2. Legal and regulatory risks

The issuer operates in a dynamic and evolving regulatory environment. Failure to comply with applicable laws or regulations in relevant jurisdictions may result in enforcement actions, penalties, or restrictions on the project’s operations. These may negatively impact the crypto-asset’s availability, market acceptance, or legal status.

3. Operational risks

The issuer may fail to implement adequate internal controls, risk management, or governance processes. This can result in operational disruptions, financial losses, delays in updating the white paper, or reputational damage.

4. Governance and decision-making

The issuer’s management body is responsible for key strategic, operational, and disclosure decisions. Ineffective governance, delays in decision-making, or lack of resources may compromise the stability of the project and its compliance with MiCA requirements. High concentration of decision-making authority or changes in ownership/control can amplify these risks.

5. Reputational risks

The issuer’s reputation may be harmed by internal failures, external accusations, or association with illicit activity. Negative publicity can reduce trust in the issuer and impact the perceived legitimacy or value of the crypto-asset.

6. Counterparty dependence

The issuer may depend on third-party providers for certain core functions, such as technology development, marketing, legal advice, or infrastructure. If these partners discontinue their services, change ownership, or underperform, the issuer’s ability to operate the project or maintain investor communication may be impaired. This could disrupt project continuity or undermine market confidence, ultimately affecting the crypto-asset’s value.

I.3 Crypto-assets-related risks

1. Valuation risk

The crypto-asset does not represent a claim, nor is it backed by physical assets or legal entitlements. Its market value is driven solely by supply and demand dynamics and may fluctuate significantly. In the absence of fundamental value anchors, such assets can lose their entire market value within a very short time. Historical market behaviour has shown that some types of crypto-assets – such as meme coins or purely speculative tokens – have become worthless. Investors should be aware that this crypto-asset may lose all of its value.

2. Market volatility risk

Crypto-asset prices can fluctuate sharply due to changes in market sentiment, macroeconomic conditions, regulatory developments, or technology trends. Such volatility may result in rapid and significant losses. Holders should be prepared for the possibility of losing the full amount invested.

3. Liquidity and price-determination risk

Low trading volumes, fragmented trading across venues, or the absence of active market makers can restrict the ability to buy or sell the crypto-asset. In such situations, it is not guaranteed that an observable market price will exist at all times. Spreads may widen materially, and orders may only be executable under unfavourable conditions, which can make liquidation costly or temporarily impossible.

******

Check your understanding:
a) In the risk disclosure, list the core functions for which the issuer may depend on third-party providers.
b) Print the passage of the risk disclosure that starts with "The crypto-asset does" and goes on through "full amount invested.".

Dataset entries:
******

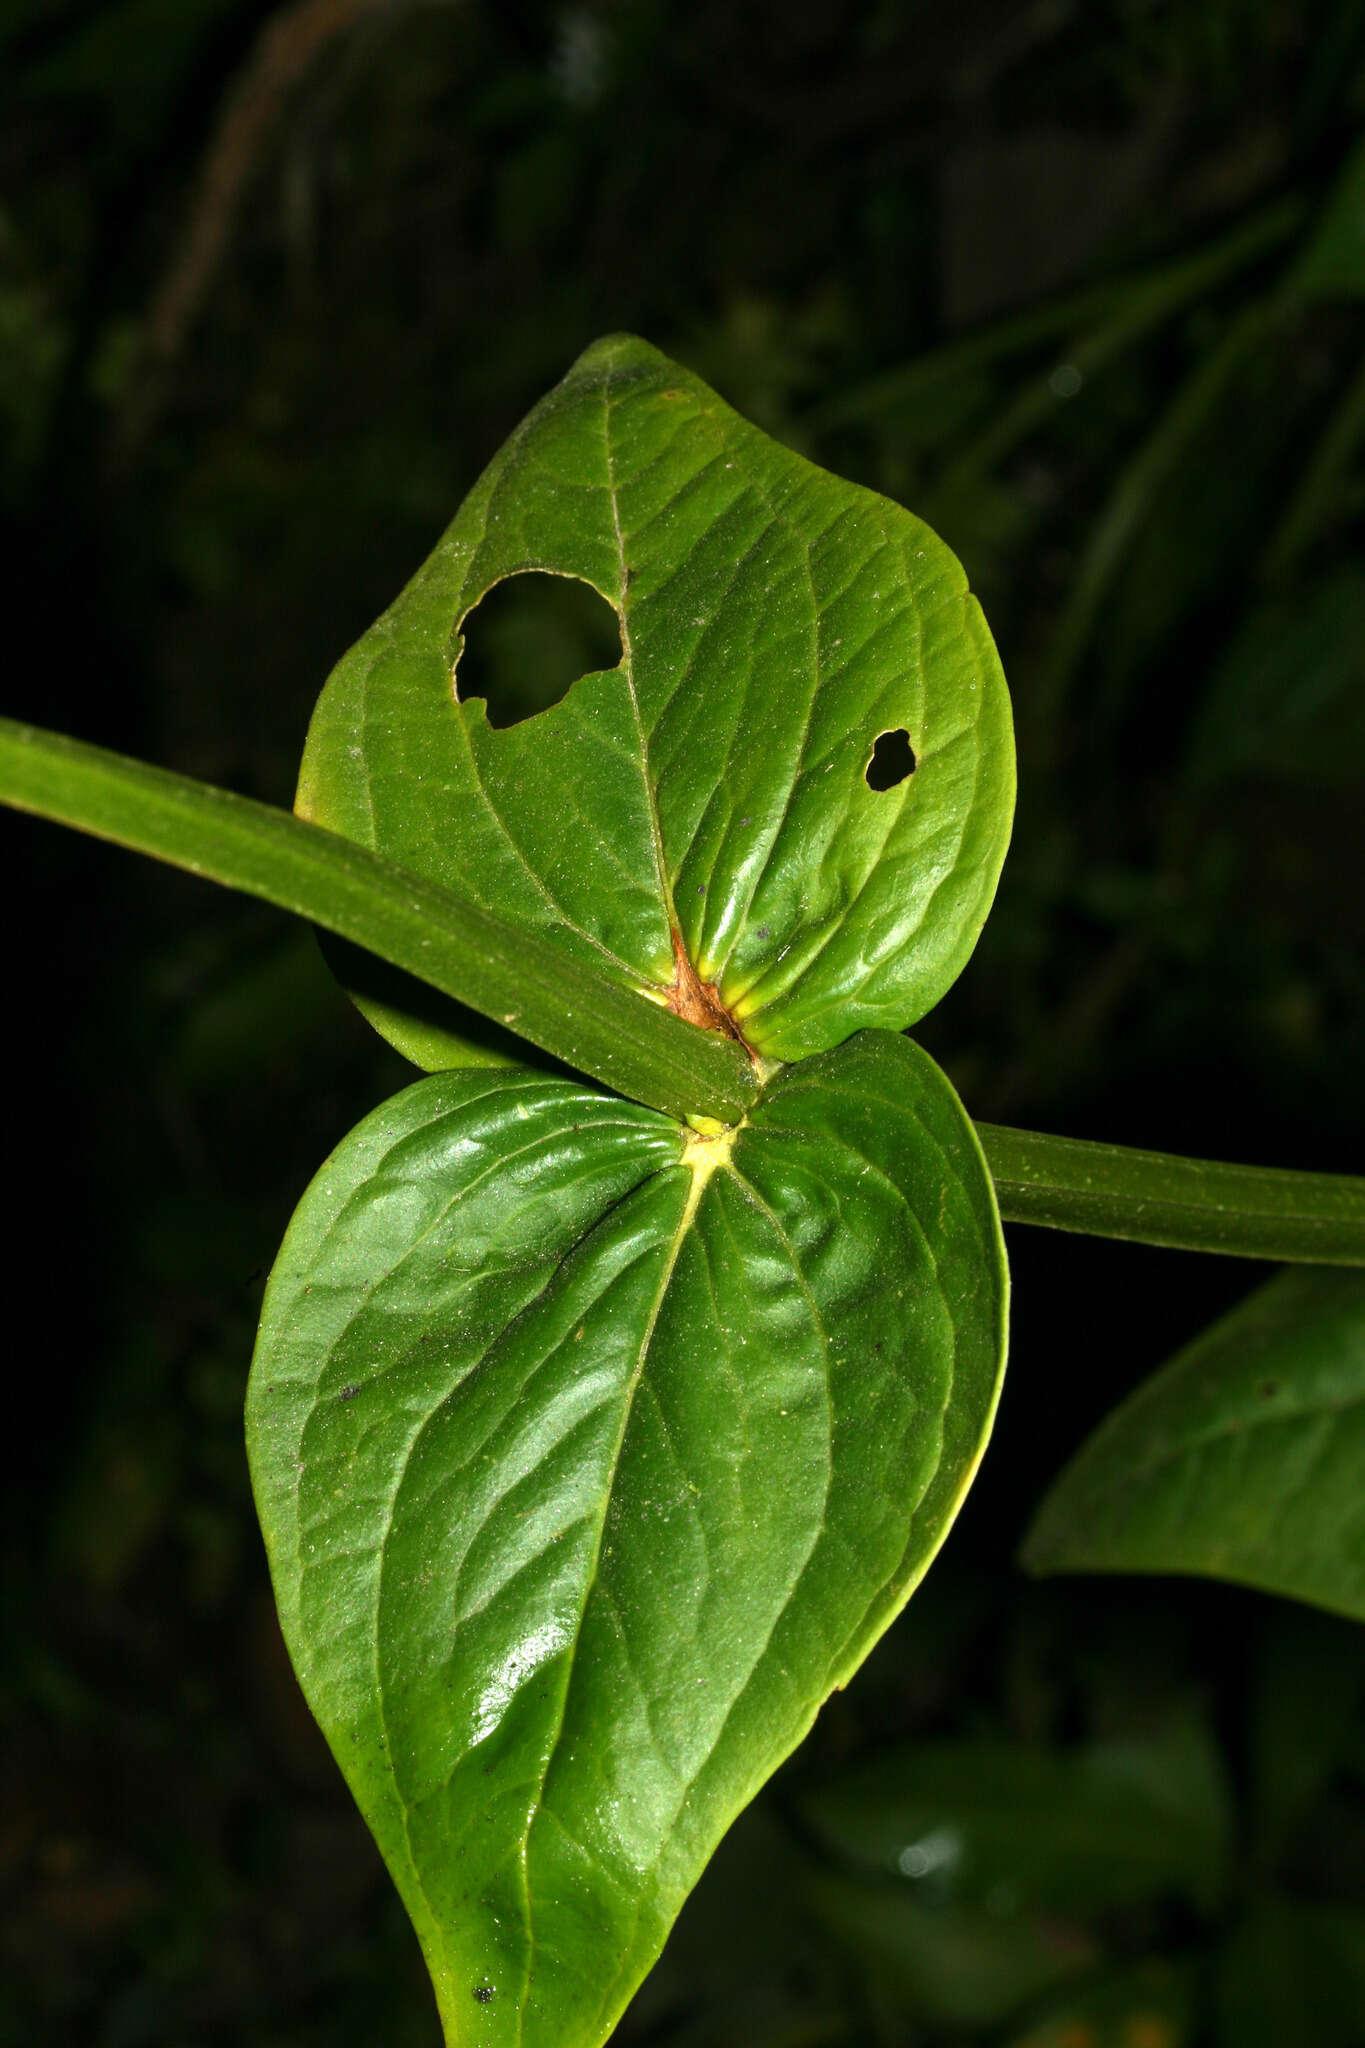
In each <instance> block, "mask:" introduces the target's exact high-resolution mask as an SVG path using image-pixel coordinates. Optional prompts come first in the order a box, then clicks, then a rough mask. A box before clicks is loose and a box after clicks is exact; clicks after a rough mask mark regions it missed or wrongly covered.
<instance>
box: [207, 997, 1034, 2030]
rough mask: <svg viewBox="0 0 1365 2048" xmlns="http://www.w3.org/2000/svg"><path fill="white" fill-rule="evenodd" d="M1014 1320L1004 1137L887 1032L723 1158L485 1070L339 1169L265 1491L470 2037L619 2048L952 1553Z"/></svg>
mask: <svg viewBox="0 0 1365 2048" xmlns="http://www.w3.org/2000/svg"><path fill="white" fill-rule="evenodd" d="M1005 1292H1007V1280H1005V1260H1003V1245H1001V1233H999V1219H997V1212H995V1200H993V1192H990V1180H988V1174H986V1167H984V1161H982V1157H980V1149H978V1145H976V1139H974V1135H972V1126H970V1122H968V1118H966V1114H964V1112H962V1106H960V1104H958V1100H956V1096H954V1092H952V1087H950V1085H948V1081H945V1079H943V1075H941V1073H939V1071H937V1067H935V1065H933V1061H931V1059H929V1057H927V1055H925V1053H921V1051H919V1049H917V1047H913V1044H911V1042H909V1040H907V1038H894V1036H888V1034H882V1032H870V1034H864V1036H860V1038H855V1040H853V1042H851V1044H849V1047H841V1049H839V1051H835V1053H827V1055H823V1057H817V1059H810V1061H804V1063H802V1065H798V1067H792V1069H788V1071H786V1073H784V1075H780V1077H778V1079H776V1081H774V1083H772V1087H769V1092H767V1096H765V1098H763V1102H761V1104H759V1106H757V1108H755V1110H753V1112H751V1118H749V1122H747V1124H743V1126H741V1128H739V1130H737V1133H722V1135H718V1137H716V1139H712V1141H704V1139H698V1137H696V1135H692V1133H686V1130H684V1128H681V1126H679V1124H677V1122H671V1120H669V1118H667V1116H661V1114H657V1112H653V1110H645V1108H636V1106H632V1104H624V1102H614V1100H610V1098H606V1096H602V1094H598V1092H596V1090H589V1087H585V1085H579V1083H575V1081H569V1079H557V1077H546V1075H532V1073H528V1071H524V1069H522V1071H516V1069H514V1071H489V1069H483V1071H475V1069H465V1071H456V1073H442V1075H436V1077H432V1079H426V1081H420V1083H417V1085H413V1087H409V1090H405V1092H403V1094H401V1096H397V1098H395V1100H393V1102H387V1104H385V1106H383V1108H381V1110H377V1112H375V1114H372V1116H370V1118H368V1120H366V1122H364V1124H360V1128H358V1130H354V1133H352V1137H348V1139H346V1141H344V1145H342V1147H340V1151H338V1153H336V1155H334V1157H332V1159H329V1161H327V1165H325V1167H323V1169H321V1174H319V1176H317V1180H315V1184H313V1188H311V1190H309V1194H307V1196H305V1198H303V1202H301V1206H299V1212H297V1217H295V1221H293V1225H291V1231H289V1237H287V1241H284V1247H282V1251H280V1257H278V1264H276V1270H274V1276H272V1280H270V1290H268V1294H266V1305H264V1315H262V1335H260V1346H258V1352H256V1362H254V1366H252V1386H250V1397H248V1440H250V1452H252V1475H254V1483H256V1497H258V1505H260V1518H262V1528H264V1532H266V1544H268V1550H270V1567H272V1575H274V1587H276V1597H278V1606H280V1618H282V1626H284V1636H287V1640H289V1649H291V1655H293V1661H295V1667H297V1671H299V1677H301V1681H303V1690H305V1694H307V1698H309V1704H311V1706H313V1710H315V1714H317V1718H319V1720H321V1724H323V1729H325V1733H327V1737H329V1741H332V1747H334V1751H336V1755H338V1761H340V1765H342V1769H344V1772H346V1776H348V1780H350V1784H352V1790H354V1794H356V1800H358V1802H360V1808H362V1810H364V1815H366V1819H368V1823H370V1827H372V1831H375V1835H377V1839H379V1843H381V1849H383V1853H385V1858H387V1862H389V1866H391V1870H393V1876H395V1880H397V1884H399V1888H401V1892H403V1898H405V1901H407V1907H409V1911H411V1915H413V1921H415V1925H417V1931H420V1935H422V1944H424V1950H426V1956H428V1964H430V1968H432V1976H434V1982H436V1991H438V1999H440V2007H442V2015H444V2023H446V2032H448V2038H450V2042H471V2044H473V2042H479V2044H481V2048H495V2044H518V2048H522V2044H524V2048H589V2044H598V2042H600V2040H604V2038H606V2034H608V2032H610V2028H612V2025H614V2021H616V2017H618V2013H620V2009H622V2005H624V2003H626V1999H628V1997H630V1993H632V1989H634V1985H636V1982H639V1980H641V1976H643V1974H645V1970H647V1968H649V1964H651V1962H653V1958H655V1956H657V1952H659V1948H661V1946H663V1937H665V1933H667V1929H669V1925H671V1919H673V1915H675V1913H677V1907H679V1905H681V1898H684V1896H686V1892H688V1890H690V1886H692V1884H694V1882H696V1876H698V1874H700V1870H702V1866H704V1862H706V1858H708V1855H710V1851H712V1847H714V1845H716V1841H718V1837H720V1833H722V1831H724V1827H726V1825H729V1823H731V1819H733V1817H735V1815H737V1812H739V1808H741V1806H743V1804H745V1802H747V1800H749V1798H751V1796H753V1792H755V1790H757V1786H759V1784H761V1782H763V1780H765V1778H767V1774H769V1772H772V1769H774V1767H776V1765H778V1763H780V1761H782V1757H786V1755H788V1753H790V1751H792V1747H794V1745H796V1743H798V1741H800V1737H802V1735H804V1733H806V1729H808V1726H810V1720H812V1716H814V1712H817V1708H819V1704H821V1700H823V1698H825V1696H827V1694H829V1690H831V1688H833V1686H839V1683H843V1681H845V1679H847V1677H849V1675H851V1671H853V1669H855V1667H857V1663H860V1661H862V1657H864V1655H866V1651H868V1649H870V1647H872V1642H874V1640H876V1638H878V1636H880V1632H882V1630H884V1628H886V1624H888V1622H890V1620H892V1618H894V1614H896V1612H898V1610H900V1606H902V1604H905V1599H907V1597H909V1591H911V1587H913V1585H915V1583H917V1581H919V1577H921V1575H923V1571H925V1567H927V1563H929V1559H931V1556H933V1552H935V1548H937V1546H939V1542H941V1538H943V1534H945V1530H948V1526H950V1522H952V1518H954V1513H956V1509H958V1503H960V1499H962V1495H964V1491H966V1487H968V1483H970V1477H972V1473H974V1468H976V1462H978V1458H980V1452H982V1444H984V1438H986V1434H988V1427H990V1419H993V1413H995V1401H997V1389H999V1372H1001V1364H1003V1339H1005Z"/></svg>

******

Results by task:
a)
- Technology development
- Marketing
- Legal advice
- Infrastructure

b)
The crypto-asset does not represent a claim, nor is it backed by physical assets or legal entitlements. Its market value is driven solely by supply and demand dynamics and may fluctuate significantly. In the absence of fundamental value anchors, such assets can lose their entire market value within a very short time. Historical market behaviour has shown that some types of crypto-assets – such as meme coins or purely speculative tokens – have become worthless. Investors should be aware that this crypto-asset may lose all of its value.

2. Market volatility risk

Crypto-asset prices can fluctuate sharply due to changes in market sentiment, macroeconomic conditions, regulatory developments, or technology trends. Such volatility may result in rapid and significant losses. Holders should be prepared for the possibility of losing the full amount invested.